[Prompt]:
Please rewrite the listing below, replacing every "butterfly" with "moth" and leaving everything else unchanged.

** start Exercise inputs **

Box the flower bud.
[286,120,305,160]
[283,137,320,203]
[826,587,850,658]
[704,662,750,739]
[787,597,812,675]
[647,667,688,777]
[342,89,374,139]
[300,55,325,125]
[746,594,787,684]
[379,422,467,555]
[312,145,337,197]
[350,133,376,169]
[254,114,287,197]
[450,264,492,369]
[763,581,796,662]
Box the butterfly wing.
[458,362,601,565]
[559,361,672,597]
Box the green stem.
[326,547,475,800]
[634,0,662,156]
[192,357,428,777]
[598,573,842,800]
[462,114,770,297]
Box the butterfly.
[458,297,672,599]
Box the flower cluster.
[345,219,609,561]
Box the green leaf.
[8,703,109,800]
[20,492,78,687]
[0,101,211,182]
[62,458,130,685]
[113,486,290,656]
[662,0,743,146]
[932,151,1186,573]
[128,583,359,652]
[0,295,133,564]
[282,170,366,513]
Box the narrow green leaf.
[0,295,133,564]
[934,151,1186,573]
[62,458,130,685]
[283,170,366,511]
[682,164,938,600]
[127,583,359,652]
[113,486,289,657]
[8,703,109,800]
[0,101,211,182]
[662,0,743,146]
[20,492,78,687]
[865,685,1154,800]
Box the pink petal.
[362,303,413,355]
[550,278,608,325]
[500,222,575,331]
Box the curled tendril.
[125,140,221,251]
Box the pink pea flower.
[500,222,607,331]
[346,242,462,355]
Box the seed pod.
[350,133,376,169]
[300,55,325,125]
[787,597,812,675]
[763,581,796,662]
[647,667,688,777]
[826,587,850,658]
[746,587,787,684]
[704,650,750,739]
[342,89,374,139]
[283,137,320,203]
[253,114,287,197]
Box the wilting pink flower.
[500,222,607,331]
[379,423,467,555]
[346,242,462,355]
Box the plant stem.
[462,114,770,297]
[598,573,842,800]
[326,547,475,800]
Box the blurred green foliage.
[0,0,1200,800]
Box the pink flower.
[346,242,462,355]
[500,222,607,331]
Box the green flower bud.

** end Exercise inputs **

[Response to this exercise]:
Box the flower bud.
[286,120,305,160]
[283,137,320,203]
[826,587,850,658]
[704,662,750,739]
[787,597,812,675]
[647,667,688,777]
[342,89,374,139]
[300,55,325,125]
[746,594,787,684]
[379,422,467,555]
[312,145,337,197]
[350,133,376,169]
[254,114,287,197]
[450,264,492,369]
[763,581,796,662]
Box the moth wing.
[458,362,601,565]
[559,361,672,597]
Box the green stem.
[326,547,475,800]
[634,0,662,156]
[192,357,428,777]
[598,573,842,800]
[462,114,770,297]
Box the moth.
[458,297,672,599]
Box the flower cluster.
[345,219,609,561]
Box the green leaf.
[8,703,109,800]
[20,492,78,687]
[0,101,211,182]
[62,458,130,685]
[113,486,290,656]
[662,0,743,146]
[932,151,1186,573]
[128,583,359,652]
[0,295,133,564]
[282,170,366,513]
Box the narrow green leaf.
[0,295,133,564]
[934,151,1186,573]
[62,458,130,685]
[283,170,366,511]
[682,164,938,600]
[127,583,359,652]
[113,486,289,657]
[8,703,109,800]
[0,101,211,182]
[662,0,743,146]
[20,492,78,687]
[865,685,1154,800]
Box the pink petal.
[362,303,413,355]
[550,278,608,325]
[500,222,575,331]
Box the curled tendril.
[125,140,221,251]
Box the pink pea flower.
[500,222,607,331]
[346,242,462,355]
Box the seed pod.
[350,133,376,169]
[300,55,325,125]
[787,597,812,675]
[763,581,796,662]
[647,667,688,777]
[826,587,850,658]
[746,587,787,684]
[704,650,750,739]
[342,89,374,139]
[283,137,320,203]
[253,114,287,197]
Box the wilting pink flower.
[500,222,607,331]
[379,423,467,555]
[346,242,462,355]
Box the plant stem.
[462,114,770,297]
[598,573,842,800]
[326,547,475,800]
Box the blurred green foliage.
[0,0,1200,800]
Box the pink flower.
[346,242,462,355]
[500,222,607,331]
Box the green flower bud.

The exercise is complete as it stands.